Review/Opinion

New book 'The South Never Plays Itself' a must read

The South Never Plays Itself: A Film Buff’s Journey Through the South on Screen
The South Never Plays Itself: A Film Buff’s Journey Through the South on Screen

I don't know Ben Beard, but after reading his book "The South Never Plays Itself: A Film Buff's Journey Through the South on Screen" (New South Books, $28.95) I would like to.

Beard is a writer and editor, born in Georgia and reared in Pensacola, Fla. -- he memorably describes "the vibe" of his youth as "'Magic Mike' without the stripping" -- who grew up watching movies and taking them for granted.

Informed by the criticism of Pauline Kael and J. Hoberman, he took it upon himself to learn about the movies. Over a two-year period while attending grad school in Missouri, he checked out a classic film from the library to watch every night. That's one way to do it.

His book feels like an uncommonly readable text to a hypothetical college survey class on films of and about the South, which he recognizes as "both a region and thought experiment, real and fiction ... a place and an idea." He's right about that; every would-be Southerner constructs their own home, a South they can live in and with.

"Or else they get out," you might think, and knowing that Beard now lives in Chicago might seem to make that wisecrack feel, as Steven Colbert used to say, "truthier." Nowadays, Southernness is an act of volition; self re-invention is every American's birthright. But with some of us, Southernness is sticky; we believe in it the same way Flannery O' Connor believed in the Holy Ghost.

(Pointing data grounded in images)
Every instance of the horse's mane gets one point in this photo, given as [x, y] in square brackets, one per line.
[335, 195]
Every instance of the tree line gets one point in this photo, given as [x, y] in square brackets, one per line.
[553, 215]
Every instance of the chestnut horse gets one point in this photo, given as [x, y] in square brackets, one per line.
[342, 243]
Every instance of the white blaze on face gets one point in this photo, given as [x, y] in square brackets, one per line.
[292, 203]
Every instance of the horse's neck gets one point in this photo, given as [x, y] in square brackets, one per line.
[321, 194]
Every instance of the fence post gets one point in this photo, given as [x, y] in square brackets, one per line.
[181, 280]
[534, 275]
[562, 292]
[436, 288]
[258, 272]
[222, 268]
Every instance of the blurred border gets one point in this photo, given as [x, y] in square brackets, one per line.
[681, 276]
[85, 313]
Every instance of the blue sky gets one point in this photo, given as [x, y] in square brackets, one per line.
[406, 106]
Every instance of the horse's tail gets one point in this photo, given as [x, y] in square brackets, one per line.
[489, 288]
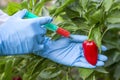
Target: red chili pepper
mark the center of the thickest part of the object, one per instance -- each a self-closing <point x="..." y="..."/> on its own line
<point x="17" y="78"/>
<point x="90" y="51"/>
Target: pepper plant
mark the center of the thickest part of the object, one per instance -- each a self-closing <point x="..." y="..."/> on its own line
<point x="98" y="19"/>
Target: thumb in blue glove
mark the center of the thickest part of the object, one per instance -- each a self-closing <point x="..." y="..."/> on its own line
<point x="69" y="52"/>
<point x="22" y="36"/>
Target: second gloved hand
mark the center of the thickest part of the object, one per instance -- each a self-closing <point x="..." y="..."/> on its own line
<point x="69" y="52"/>
<point x="22" y="36"/>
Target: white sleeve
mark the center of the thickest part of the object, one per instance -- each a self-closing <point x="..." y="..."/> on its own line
<point x="3" y="17"/>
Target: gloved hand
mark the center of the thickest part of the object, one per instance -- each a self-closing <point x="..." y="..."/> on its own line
<point x="69" y="52"/>
<point x="22" y="36"/>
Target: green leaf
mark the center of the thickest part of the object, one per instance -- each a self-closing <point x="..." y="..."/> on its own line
<point x="85" y="73"/>
<point x="112" y="26"/>
<point x="117" y="71"/>
<point x="107" y="4"/>
<point x="84" y="3"/>
<point x="113" y="20"/>
<point x="62" y="7"/>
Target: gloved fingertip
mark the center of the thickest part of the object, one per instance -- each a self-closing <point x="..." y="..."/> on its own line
<point x="83" y="64"/>
<point x="100" y="63"/>
<point x="78" y="38"/>
<point x="20" y="14"/>
<point x="102" y="57"/>
<point x="104" y="48"/>
<point x="44" y="20"/>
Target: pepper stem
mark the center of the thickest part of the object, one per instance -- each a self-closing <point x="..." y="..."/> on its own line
<point x="90" y="33"/>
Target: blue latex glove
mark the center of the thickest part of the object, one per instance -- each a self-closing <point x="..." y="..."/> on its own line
<point x="69" y="52"/>
<point x="22" y="36"/>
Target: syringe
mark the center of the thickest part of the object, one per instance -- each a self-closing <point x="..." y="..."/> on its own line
<point x="51" y="26"/>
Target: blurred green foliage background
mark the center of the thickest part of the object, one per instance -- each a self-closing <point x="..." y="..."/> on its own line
<point x="77" y="16"/>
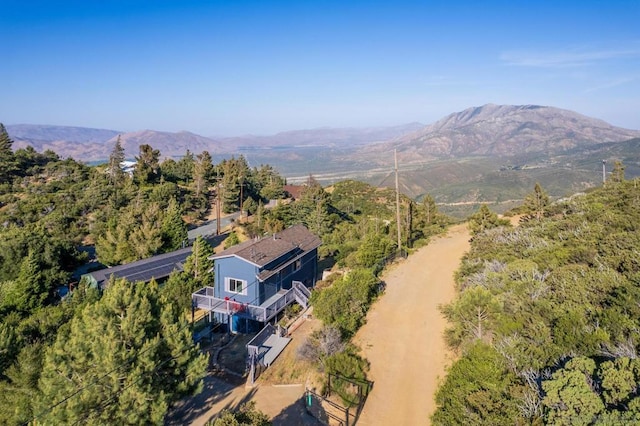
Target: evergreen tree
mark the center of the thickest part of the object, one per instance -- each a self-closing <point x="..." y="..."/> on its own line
<point x="537" y="202"/>
<point x="122" y="360"/>
<point x="8" y="163"/>
<point x="174" y="230"/>
<point x="617" y="174"/>
<point x="198" y="265"/>
<point x="116" y="175"/>
<point x="147" y="165"/>
<point x="30" y="291"/>
<point x="202" y="173"/>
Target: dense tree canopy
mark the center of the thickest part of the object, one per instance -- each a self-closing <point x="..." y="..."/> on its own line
<point x="553" y="303"/>
<point x="124" y="358"/>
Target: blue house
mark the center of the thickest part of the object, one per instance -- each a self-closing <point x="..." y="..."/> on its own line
<point x="257" y="279"/>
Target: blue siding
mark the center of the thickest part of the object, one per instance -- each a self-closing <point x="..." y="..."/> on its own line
<point x="233" y="267"/>
<point x="258" y="292"/>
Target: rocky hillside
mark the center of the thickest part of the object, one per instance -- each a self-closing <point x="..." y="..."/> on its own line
<point x="503" y="130"/>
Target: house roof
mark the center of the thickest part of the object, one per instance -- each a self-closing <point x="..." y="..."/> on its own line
<point x="263" y="251"/>
<point x="294" y="190"/>
<point x="158" y="267"/>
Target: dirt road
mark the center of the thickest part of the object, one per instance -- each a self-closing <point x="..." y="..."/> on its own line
<point x="403" y="336"/>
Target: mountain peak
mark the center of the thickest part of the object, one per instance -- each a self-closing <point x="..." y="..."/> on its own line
<point x="501" y="130"/>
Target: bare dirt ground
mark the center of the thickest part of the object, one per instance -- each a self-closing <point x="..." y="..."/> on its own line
<point x="278" y="392"/>
<point x="403" y="337"/>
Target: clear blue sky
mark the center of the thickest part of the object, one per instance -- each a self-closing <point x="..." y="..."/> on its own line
<point x="239" y="67"/>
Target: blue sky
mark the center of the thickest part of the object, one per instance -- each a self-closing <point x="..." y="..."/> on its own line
<point x="221" y="68"/>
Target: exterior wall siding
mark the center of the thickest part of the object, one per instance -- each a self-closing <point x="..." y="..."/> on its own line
<point x="233" y="267"/>
<point x="258" y="292"/>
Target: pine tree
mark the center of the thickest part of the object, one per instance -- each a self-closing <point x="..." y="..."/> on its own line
<point x="29" y="290"/>
<point x="116" y="175"/>
<point x="8" y="164"/>
<point x="174" y="230"/>
<point x="147" y="165"/>
<point x="122" y="360"/>
<point x="198" y="265"/>
<point x="202" y="173"/>
<point x="537" y="202"/>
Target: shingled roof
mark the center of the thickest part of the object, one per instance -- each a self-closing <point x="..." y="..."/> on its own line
<point x="158" y="267"/>
<point x="265" y="250"/>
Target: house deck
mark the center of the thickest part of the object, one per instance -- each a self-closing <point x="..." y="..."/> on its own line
<point x="204" y="299"/>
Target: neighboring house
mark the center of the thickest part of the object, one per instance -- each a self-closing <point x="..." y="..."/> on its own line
<point x="157" y="267"/>
<point x="257" y="279"/>
<point x="294" y="191"/>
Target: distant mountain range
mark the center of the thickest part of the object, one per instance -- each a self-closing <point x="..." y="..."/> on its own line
<point x="492" y="153"/>
<point x="96" y="144"/>
<point x="502" y="130"/>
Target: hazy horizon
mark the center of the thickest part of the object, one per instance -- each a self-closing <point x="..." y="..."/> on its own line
<point x="252" y="68"/>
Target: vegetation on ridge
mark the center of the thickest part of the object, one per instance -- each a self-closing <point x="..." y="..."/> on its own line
<point x="546" y="319"/>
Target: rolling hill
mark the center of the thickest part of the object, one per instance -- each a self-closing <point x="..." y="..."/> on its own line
<point x="492" y="153"/>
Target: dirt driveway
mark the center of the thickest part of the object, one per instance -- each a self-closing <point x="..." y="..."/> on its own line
<point x="403" y="338"/>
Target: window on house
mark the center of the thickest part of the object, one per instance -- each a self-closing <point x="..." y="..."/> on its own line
<point x="234" y="285"/>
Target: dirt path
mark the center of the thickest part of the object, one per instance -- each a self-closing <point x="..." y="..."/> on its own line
<point x="402" y="338"/>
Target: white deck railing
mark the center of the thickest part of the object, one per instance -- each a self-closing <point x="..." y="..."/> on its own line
<point x="204" y="299"/>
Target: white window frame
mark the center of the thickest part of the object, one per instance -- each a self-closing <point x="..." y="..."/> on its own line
<point x="227" y="286"/>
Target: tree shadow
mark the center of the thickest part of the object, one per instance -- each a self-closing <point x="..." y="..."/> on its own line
<point x="189" y="409"/>
<point x="298" y="414"/>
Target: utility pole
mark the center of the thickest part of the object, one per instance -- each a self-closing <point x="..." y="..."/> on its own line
<point x="241" y="186"/>
<point x="395" y="156"/>
<point x="217" y="202"/>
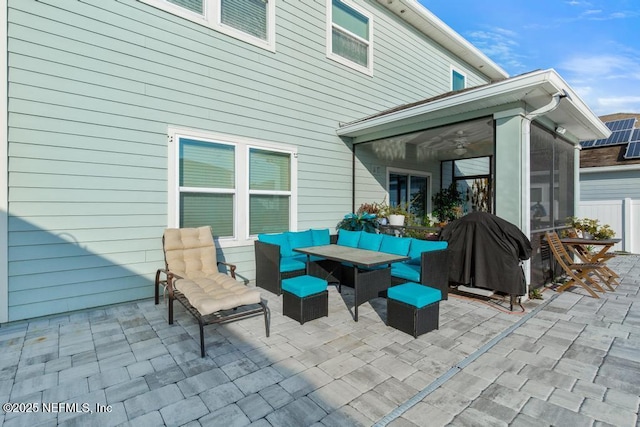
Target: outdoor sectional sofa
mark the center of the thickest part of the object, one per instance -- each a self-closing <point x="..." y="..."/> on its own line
<point x="428" y="262"/>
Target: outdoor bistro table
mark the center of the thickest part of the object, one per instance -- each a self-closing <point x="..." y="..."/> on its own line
<point x="368" y="280"/>
<point x="578" y="246"/>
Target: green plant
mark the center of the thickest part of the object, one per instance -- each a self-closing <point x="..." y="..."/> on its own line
<point x="359" y="221"/>
<point x="447" y="203"/>
<point x="399" y="209"/>
<point x="592" y="227"/>
<point x="535" y="294"/>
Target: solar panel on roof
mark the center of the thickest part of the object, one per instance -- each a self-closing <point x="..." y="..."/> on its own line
<point x="588" y="143"/>
<point x="633" y="150"/>
<point x="622" y="131"/>
<point x="624" y="124"/>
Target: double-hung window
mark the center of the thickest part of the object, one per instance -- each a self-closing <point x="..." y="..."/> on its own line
<point x="458" y="80"/>
<point x="238" y="187"/>
<point x="349" y="35"/>
<point x="252" y="21"/>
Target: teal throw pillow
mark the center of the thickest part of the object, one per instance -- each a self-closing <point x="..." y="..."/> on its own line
<point x="395" y="245"/>
<point x="370" y="241"/>
<point x="419" y="246"/>
<point x="349" y="238"/>
<point x="321" y="237"/>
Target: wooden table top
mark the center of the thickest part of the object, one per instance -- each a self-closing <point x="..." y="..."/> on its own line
<point x="356" y="256"/>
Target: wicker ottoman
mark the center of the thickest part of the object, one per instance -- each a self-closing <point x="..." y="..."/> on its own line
<point x="413" y="308"/>
<point x="305" y="298"/>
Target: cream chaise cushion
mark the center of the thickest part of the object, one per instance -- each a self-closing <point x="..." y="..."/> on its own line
<point x="190" y="253"/>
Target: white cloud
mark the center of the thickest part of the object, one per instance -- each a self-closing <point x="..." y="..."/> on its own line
<point x="607" y="83"/>
<point x="500" y="45"/>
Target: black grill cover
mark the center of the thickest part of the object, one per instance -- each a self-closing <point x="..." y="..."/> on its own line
<point x="486" y="251"/>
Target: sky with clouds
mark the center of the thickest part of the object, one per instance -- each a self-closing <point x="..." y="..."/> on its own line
<point x="593" y="44"/>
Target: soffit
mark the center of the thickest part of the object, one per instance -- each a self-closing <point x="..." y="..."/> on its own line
<point x="529" y="91"/>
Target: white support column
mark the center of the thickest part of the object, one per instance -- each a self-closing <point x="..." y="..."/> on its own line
<point x="627" y="238"/>
<point x="4" y="170"/>
<point x="576" y="180"/>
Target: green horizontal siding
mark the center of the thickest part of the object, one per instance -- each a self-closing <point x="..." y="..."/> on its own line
<point x="93" y="88"/>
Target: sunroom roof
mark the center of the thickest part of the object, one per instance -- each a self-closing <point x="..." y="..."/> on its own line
<point x="527" y="91"/>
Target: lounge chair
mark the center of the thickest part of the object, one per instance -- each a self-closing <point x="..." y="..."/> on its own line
<point x="191" y="276"/>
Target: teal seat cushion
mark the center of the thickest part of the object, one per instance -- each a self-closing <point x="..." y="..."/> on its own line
<point x="321" y="237"/>
<point x="280" y="239"/>
<point x="395" y="245"/>
<point x="406" y="271"/>
<point x="303" y="286"/>
<point x="293" y="263"/>
<point x="414" y="294"/>
<point x="349" y="238"/>
<point x="300" y="239"/>
<point x="370" y="241"/>
<point x="419" y="246"/>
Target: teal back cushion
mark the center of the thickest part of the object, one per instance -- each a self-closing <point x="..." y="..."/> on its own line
<point x="395" y="245"/>
<point x="300" y="239"/>
<point x="321" y="237"/>
<point x="419" y="246"/>
<point x="349" y="238"/>
<point x="370" y="241"/>
<point x="280" y="239"/>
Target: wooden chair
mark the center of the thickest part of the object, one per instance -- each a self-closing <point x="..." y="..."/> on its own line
<point x="579" y="274"/>
<point x="582" y="252"/>
<point x="191" y="277"/>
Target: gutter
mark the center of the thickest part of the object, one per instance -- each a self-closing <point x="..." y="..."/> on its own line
<point x="603" y="169"/>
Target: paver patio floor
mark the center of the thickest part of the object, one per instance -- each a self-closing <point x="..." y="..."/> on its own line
<point x="569" y="360"/>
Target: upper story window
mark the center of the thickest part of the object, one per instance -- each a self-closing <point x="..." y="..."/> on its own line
<point x="239" y="187"/>
<point x="458" y="80"/>
<point x="350" y="35"/>
<point x="252" y="21"/>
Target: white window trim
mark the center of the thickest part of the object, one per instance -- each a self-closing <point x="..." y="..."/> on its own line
<point x="340" y="59"/>
<point x="412" y="172"/>
<point x="242" y="192"/>
<point x="459" y="71"/>
<point x="212" y="19"/>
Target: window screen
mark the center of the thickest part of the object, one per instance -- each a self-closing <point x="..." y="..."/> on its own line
<point x="248" y="16"/>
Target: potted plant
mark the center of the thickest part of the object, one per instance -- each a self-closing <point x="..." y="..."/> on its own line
<point x="591" y="228"/>
<point x="397" y="214"/>
<point x="447" y="203"/>
<point x="359" y="221"/>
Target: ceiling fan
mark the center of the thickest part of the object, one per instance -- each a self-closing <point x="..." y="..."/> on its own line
<point x="460" y="142"/>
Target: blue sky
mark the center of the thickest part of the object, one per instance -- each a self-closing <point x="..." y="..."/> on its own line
<point x="593" y="44"/>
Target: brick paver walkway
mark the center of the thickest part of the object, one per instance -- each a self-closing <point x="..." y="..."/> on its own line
<point x="576" y="361"/>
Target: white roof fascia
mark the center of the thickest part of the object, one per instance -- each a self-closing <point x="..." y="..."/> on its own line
<point x="544" y="80"/>
<point x="433" y="27"/>
<point x="605" y="169"/>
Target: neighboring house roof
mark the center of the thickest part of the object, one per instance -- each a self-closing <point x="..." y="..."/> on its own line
<point x="426" y="22"/>
<point x="530" y="91"/>
<point x="620" y="149"/>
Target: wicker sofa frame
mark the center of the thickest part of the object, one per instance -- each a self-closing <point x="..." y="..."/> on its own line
<point x="268" y="275"/>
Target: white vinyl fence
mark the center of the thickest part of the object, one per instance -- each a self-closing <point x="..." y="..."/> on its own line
<point x="622" y="215"/>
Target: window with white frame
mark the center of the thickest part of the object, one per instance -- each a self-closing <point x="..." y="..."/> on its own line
<point x="349" y="35"/>
<point x="252" y="21"/>
<point x="238" y="187"/>
<point x="458" y="80"/>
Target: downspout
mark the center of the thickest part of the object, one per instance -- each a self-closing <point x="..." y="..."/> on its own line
<point x="525" y="213"/>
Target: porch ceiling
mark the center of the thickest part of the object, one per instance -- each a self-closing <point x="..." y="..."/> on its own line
<point x="528" y="92"/>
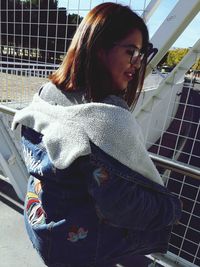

> ACTIVITIES
1 – Please give again the part of the review that begins at the words "His book feels" and stops after "in and with.".
2 – Answer these questions from the review:
(a) In which state did Beard attend grad school?
(b) Which two critics informed his learning about the movies?
(c) In what city does Beard now live?
The listing is separate material and has no connection to the review.

> SOLVED PROBLEMS
1 –
His book feels like an uncommonly readable text to a hypothetical college survey class on films of and about the South, which he recognizes as "both a region and thought experiment, real and fiction ... a place and an idea." He's right about that; every would-be Southerner constructs their own home, a South they can live in and with.

2 –
(a) Missouri
(b) Pauline Kael and J. Hoberman
(c) Chicago